* Aufgabe *
Kannst du aus dem Text über Katherina Reiche an der Glienicker Brücke den Abschnitt von „Wie auf dem“ bis „an ihrem Lieblingsplatz.“ wortgetreu wiedergeben?

Wie auf dem Plakat

Katherina Reiche winkt schon von weitem. Hinter ihr, an der Potsdamer Seite der Glienicker Brücke, hängt ein Wahlplakat. Da lacht sie genauso wie bei der Begrüßung. "Ich bin ein fröhlicher Mensch", sagt die 40-jährige CDU-Politikerin später im Gespräch an ihrem Lieblingsplatz.

Katherina Reiche. Der Lieblingsplatz der Potsdamerin ist das Ufer an der Glienicker Brücke – wegen der Landschaft, aber auch, weil die Brücke an die Freude der Wiedervereinigung erinnert.

Potsdam. Der Lieblingsplatz ist also die Glienicker Brücke, unten stehen Bänke. Da reicht der Blick über das Havelwasser zum Babelsberger Park ‒ eine Harmonie von Architektur und Landschaft. Katherina Reiche fährt täglich über die Brücke, manchmal mehrmals. Trotzdem, sagt sie, komme da jedesmal dieses Glücksgefühl auf, es sei immer wieder ein erhebender Moment, die Brücke zu überqueren. Nicht nur wegen der Landschaft. Die Brücke markiert wie nur wenige andere Bauwerke symbolhaft sowohl die Teilung Deutschlands als auch die Wiedervereinigung.

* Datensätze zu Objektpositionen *
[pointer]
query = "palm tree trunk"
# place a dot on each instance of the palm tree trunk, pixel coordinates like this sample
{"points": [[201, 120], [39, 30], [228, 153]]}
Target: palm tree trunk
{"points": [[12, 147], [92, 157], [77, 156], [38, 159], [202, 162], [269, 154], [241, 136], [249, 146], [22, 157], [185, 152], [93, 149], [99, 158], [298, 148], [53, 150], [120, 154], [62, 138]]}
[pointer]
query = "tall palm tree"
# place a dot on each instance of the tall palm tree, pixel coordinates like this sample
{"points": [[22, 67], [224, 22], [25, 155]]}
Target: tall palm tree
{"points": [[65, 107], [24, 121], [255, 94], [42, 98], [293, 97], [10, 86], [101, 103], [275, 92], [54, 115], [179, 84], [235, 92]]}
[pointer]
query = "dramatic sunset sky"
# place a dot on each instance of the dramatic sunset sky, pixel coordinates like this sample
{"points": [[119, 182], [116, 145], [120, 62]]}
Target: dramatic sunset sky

* Musterlösung *
Wie auf dem Plakat

Katherina Reiche winkt schon von weitem. Hinter ihr, an der Potsdamer Seite der Glienicker Brücke, hängt ein Wahlplakat. Da lacht sie genauso wie bei der Begrüßung. "Ich bin ein fröhlicher Mensch", sagt die 40-jährige CDU-Politikerin später im Gespräch an ihrem Lieblingsplatz.